→ 作業指示
1) 習慣化の本の書評から、「習慣化について必要な考え方は」から「たとえば、目標は、「本を読む」ことよりも、読書家に「なる」ことにするべき。」までの部分を、「たとえば、目標は、「本を読む」ことよりも、読書家に「なる」ことにするべき。」も含めて抜き出してください。
2) 習慣化の本の書評について、示されている最後の文に続く文章を書いてください。

→ 抜粋箇所

==============================

習慣化について必要な考え方すべてがこの一冊の中にある。『ジェームズ・クリアー式 複利で伸びる1つの習慣』

この本はスゴかった。

習慣が形作られるメカニズムから解析をして、どのようにすれば良い習慣を身につけることができるかをものすごく明確に、論理的なプロセスとして説明をしている。
習慣化について必要な考え方は、もう全部この本の中で説明しつくされているじゃないか、と思う。

まず、重要なことは、習慣は、目標を設定することで決まるのではなく、「自分はどういう人間か」というアイデンティティーを設定することによって身につく、ということだ。
たとえば、目標は、「本を読む」ことよりも、読書家に「なる」ことにするべき。

「自分は健康を第一に考える人間である」というアイデンティティーを規定すれば、それに基づいて、自分がとるべき最善の行動は自然と決まってくる。

==============================

→ 提供情報

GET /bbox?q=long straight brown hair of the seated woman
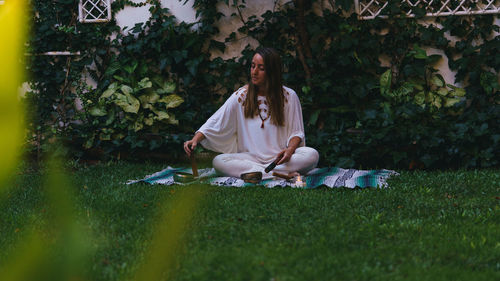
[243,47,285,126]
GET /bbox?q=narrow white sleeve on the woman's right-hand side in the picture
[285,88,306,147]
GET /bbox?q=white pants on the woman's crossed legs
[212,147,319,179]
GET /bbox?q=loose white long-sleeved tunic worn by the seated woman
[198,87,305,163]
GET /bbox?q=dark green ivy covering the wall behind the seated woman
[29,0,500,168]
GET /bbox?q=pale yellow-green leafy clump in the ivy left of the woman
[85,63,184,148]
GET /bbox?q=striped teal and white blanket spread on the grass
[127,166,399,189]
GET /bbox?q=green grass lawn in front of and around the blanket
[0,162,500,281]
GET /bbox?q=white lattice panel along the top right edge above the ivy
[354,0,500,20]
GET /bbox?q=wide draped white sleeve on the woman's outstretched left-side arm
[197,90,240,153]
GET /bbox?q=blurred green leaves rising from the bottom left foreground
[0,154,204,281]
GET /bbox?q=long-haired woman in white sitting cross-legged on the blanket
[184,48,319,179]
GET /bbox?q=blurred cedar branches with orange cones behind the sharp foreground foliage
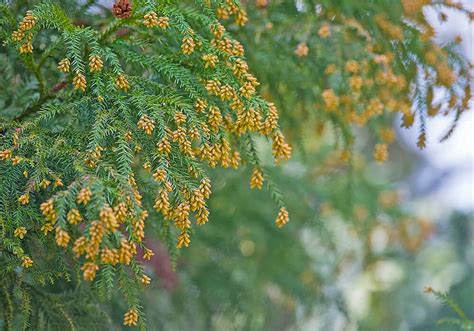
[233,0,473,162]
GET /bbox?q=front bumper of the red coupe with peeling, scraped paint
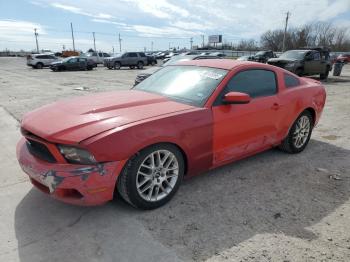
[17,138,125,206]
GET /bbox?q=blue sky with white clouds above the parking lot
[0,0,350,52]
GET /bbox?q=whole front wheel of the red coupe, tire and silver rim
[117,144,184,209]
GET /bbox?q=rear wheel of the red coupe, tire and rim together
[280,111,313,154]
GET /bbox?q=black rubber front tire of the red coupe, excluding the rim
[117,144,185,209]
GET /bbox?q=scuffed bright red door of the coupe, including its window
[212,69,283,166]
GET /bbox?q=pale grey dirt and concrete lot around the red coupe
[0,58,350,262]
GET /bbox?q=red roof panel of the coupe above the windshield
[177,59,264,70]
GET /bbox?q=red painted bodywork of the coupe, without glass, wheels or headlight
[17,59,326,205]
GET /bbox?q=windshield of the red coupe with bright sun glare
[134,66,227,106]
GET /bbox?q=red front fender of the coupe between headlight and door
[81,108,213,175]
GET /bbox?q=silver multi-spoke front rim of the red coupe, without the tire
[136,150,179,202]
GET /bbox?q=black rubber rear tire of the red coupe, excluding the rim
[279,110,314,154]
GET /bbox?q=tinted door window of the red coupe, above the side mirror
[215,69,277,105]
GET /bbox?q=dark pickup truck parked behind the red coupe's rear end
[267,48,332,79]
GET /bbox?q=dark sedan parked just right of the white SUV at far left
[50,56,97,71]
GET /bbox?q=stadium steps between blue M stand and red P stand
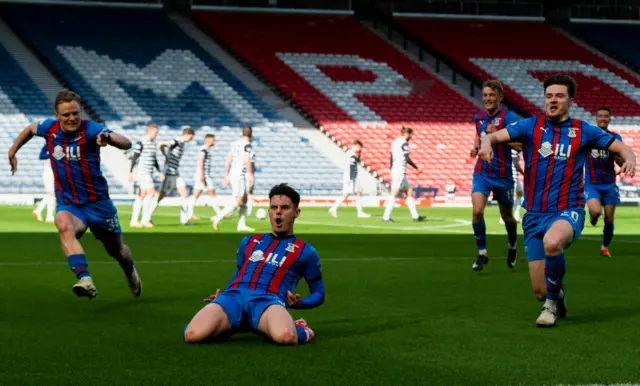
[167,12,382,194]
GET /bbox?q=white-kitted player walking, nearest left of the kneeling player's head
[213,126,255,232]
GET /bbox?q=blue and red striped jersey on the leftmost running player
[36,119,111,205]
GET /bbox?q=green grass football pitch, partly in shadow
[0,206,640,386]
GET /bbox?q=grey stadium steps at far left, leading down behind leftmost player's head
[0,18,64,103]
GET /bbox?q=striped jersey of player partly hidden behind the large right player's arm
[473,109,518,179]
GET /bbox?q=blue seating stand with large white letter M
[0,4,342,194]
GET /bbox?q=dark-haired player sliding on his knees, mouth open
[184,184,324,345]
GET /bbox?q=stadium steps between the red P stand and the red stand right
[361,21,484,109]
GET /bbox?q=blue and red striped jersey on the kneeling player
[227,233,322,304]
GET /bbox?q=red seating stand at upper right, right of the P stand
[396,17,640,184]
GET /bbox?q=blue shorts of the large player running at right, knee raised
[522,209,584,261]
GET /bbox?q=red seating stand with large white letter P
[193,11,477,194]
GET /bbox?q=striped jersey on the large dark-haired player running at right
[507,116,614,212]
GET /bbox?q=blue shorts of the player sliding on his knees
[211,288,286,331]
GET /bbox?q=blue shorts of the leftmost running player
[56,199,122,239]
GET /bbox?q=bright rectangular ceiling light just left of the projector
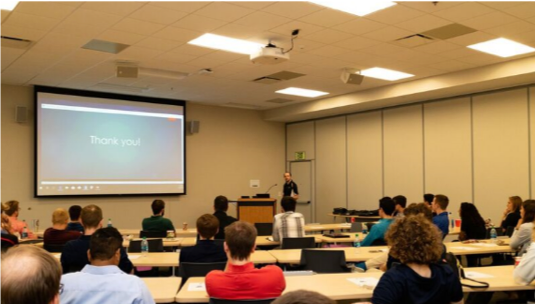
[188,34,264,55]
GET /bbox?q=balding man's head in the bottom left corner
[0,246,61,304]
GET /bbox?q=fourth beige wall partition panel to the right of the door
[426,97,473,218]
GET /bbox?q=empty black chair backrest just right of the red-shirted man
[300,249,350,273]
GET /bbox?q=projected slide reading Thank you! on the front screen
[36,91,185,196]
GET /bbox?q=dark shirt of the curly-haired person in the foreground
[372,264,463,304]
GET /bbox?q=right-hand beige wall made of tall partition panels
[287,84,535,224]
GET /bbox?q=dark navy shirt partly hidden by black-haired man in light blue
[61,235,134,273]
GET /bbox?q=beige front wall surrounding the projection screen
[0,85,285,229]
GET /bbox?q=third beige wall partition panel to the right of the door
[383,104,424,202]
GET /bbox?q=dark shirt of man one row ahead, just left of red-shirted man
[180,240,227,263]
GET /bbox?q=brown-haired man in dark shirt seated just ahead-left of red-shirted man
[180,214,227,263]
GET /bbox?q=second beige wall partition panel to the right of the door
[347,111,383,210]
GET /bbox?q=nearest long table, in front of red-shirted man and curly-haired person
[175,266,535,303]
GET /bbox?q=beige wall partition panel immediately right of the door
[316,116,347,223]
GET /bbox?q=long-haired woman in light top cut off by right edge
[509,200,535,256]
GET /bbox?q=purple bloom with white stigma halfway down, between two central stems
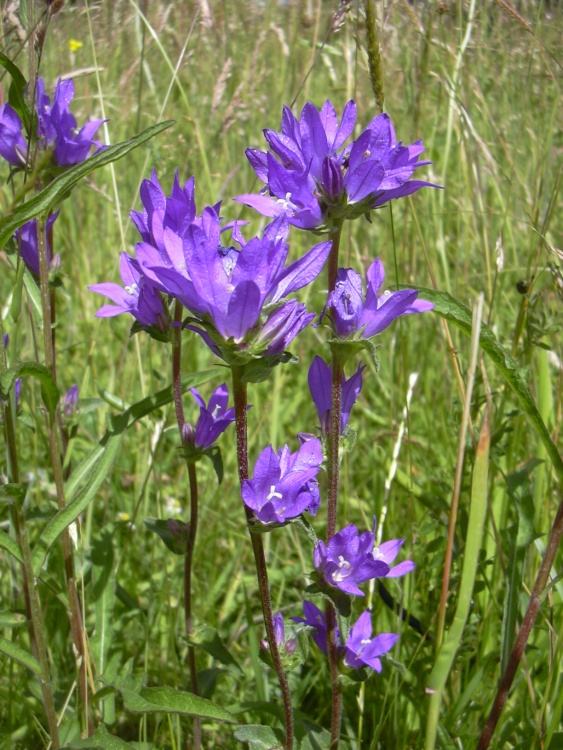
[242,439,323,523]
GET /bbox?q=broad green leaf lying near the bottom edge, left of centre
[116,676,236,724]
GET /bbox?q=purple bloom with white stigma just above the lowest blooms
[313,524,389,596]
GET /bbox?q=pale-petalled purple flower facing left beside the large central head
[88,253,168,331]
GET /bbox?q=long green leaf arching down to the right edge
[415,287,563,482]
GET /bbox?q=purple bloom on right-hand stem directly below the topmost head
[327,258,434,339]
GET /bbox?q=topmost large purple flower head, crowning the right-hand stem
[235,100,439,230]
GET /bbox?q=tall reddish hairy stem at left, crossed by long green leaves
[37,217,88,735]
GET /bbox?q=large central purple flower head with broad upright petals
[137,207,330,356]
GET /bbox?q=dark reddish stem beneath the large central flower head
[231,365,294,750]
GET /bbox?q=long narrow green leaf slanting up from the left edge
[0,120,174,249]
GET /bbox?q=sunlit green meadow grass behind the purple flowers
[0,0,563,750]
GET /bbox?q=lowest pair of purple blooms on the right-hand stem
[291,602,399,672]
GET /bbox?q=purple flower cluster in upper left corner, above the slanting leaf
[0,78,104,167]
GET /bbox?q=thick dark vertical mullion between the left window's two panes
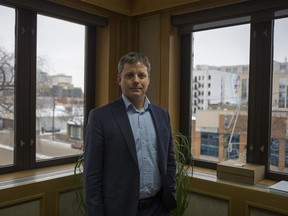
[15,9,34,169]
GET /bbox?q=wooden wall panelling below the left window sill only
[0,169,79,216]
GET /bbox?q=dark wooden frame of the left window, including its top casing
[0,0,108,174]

==============================

→ 課題別の回答
1)
習慣化について必要な考え方は、もう全部この本の中で説明しつくされているじゃないか、と思う。

まず、重要なことは、習慣は、目標を設定することで決まるのではなく、「自分はどういう人間か」というアイデンティティーを設定することによって身につく、ということだ。
たとえば、目標は、「本を読む」ことよりも、読書家に「なる」ことにするべき。

2)
それは、単に「早寝早起きをする」とか「なるべく運動をする」と個別に目標を立てるよりも、ずっと強固に自分の行動を規定してくれる。

習慣を続けられるのは、自分のアイデンティティーの一部になったときだけだ。誰でも、一、二回はジムへ行ったり、健康的な食事をしようと自分に言い聞かせたりすることはできるけれど、その行動の背後にある信念が変わらなければ、長期的な変化を続けるのは難しい。

習慣にするための4つのステップは次のとおり。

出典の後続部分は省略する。